**CONSIGNA 1**
Extrae del texto sobre la guerra secreta de Laos el pasaje que va desde "La contienda secreta" hasta "no oyó hablar.", copiándolo sin ningún cambio.
**CONSIGNA 2**
Según el texto sobre la guerra secreta de Laos, ¿cuántas bombas cayeron sobre ese territorio durante los nueve años del conflicto?
**CONSIGNA 3**
Prosigue el relato sobre la guerra secreta de Laos a partir de su última oración.

A la cueva de Tham Piew el viajero llega siempre resollando, martirizado tras una interminable ascensión en la que el bosque va arrinconando el cemento de los escalones hasta diluirlo en un paisaje selvático. Sólo el brillo dorado de la efigie budista a los pies de la montaña deforma la armonía verdosa. En la base de la estatua, una lata de Coca-Cola llena de herrumbre. Hoy no hay turistas en Tham Piew. Nadie que quiera oír la historia de las 374 personas que murieron una madrugada de 1968. Nadie a quien contar la historia de una guerra que nunca ocurrió.
La contienda secreta que arrasó Laos entre 1964 y 1973 es apenas un apéndice en los libros de historia. Una minúscula nota al margen entre las miles de páginas escritas sobre la guerra de Vietnam. Para Phonsavan, una pequeña población escondida entre montañas de nieblas perpetuas y cielos estañados, aquellos años son en realidad el fin de la historia. «Todo fue destruido. La antigua ciudad, el templo…», recuerda Vang, quien por entonces era sólo un joven enclenque y asustado. Decenas de conflictos bélicos después, el de Laos sigue siendo hasta la fecha el mayor bombardeo sobre una población civil que jamás ha tenido lugar. Más de dos millones de bombas cayeron sobre este pequeño territorio del sudeste asiático en aquellos 9 años. El zumbido de un B-52 cada 8 minutos durante casi una década. Una masacre de la que el mundo no oyó hablar.
El viaje hasta la Llanura de las Jarras es una sucesión interminable de curvas entrelazadas que sortean a duras penas las torsiones de la montaña. Las rodadas de las furgonetas que cubren a diario el trayecto entre Luang Prabang y Phonsovan son el único camino posible. Salirse de ellas es entrar en un traqueteo insoportable e imprevisible en el que distraerse un segundo es sinónimo de golpear el techo con la cabeza. Los camiones progresan con dificultad y a cada arrebato del monzón el barro trepa un poco más, ahogando el gañido de las ruedas. Es momento de detenerse. En cada parada, la secuencia se repite: una sencilla construcción de madera, suspendida sobre una espesura selvática en la que los platos de noodles humean entre las manos de los pocos clientes de la taberna. En el interior, una señora llama por sus hijas para que vuelvan pronto con los cuencos. Cuando la furgoneta se vuelve a poner en marcha, los viajeros copan todavía la tienda de comestibles para aprovisionarse de dulces, patatas fritas y botellas de agua. Varias a poder ser. Aunque la temperatura ha descendido con el paso de la tarde, la humedad sigue siendo muy alta y los minutos sin el amparo del aire acondicionado son quejidos bajo las sombras.

**DATOS PROPORCIONADOS**
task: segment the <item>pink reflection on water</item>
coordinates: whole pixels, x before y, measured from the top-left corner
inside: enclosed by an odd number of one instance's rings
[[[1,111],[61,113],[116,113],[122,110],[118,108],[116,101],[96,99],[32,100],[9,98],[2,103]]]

**RESPUESTA 1**
La contienda secreta que arrasó Laos entre 1964 y 1973 es apenas un apéndice en los libros de historia. Una minúscula nota al margen entre las miles de páginas escritas sobre la guerra de Vietnam. Para Phonsavan, una pequeña población escondida entre montañas de nieblas perpetuas y cielos estañados, aquellos años son en realidad el fin de la historia. «Todo fue destruido. La antigua ciudad, el templo…», recuerda Vang, quien por entonces era sólo un joven enclenque y asustado. Decenas de conflictos bélicos después, el de Laos sigue siendo hasta la fecha el mayor bombardeo sobre una población civil que jamás ha tenido lugar. Más de dos millones de bombas cayeron sobre este pequeño territorio del sudeste asiático en aquellos 9 años. El zumbido de un B-52 cada 8 minutos durante casi una década. Una masacre de la que el mundo no oyó hablar.

**RESPUESTA 2**
Más de dos millones de bombas.

**RESPUESTA 3**
Al despertar, la carretera ha dejado de retorcerse y avanza directa bajo los últimos reflejos de una tarde plomiza. Una nube de polvo envuelve las endebles construcciones de planta baja apostadas a ambos lados del asfalto. Apenas alcanzo a distinguir un moderno hotel de tres alturas y un llamativo edificio con letras rojas. Es la sede de un banco. La furgoneta tuerce a la izquierda y emboca una calle estrecha en la que varios grupos de turistas occidentales disfrutan de la cena en restaurantes donde sirven hamburguesas, platos de pasta y una edulcorada selección de delicias locales. En la estación central de Phonsavan no hay trenes, ni dársenas para autobuses. Sólo una turba de conductores prestos para emprender viaje a las aldeas recónditas que salpican las montañas. Hoy la furgoneta trae un par de turistas. Eso es bueno para el negocio. En los últimos años, especialmente tras la emisión del documental El lugar más secreto de la tierra, la Llanura de las Jarras se ha convertido en un reclamo para viajeros ávidos de retos vacacionales. El Gobierno de Laos ha sabido aprovechar el tirón construyendo un pequeño museo y definiendo rutas a lo largo de toda la meseta. Se especula incluso con que este mismo año podrían abrir al público la base secreta de Long Chen, el lugar desde el que la CIA organizó el bombardeo de Laos.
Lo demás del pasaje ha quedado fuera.